WRITTEN REQUEST: In the passage below on the Edinburgh School, what institution connects most of the group's artists?

SELECTED PASSAGE:

-*-*-

= The Edinburgh School =

20th-century artistic group

The Edinburgh School is a group of 20th century artists connected with Edinburgh. They share a connection through Edinburgh College of Art, where most studied and worked together during or soon after the First World War. As friends and colleagues, they discussed painting and were influenced by one another's work. They were bound together as members of Edinburgh-based exhibition bodies: the Royal Scottish Academy (RSA), Society of Scottish Artists (SSA) and the Royal Scottish Society of Painters in Watercolour (RSW). They predominantly painted still life and Scottish landscapes, and shared an interest in working both in oil and watercolour.

Art critic Giles Sutherland, writing in The Times, has suggested: "The work of the Edinburgh School is characterised by virtuoso displays in the use of paint, vivid and often non-naturalistic colour and themes such as still-life, seascape and landscape."

The following are generally thought of as Edinburgh School painters.

- William Crozier (1893–1930)
- William Geissler (1894–1963)
- Sir William Gillies (1898–1973)

-*-*-

AVAILABLE DATA:

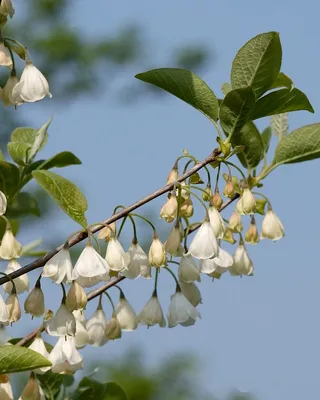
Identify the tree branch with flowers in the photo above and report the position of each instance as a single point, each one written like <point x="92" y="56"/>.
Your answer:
<point x="193" y="249"/>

-*-*-

RESULT: Edinburgh College of Art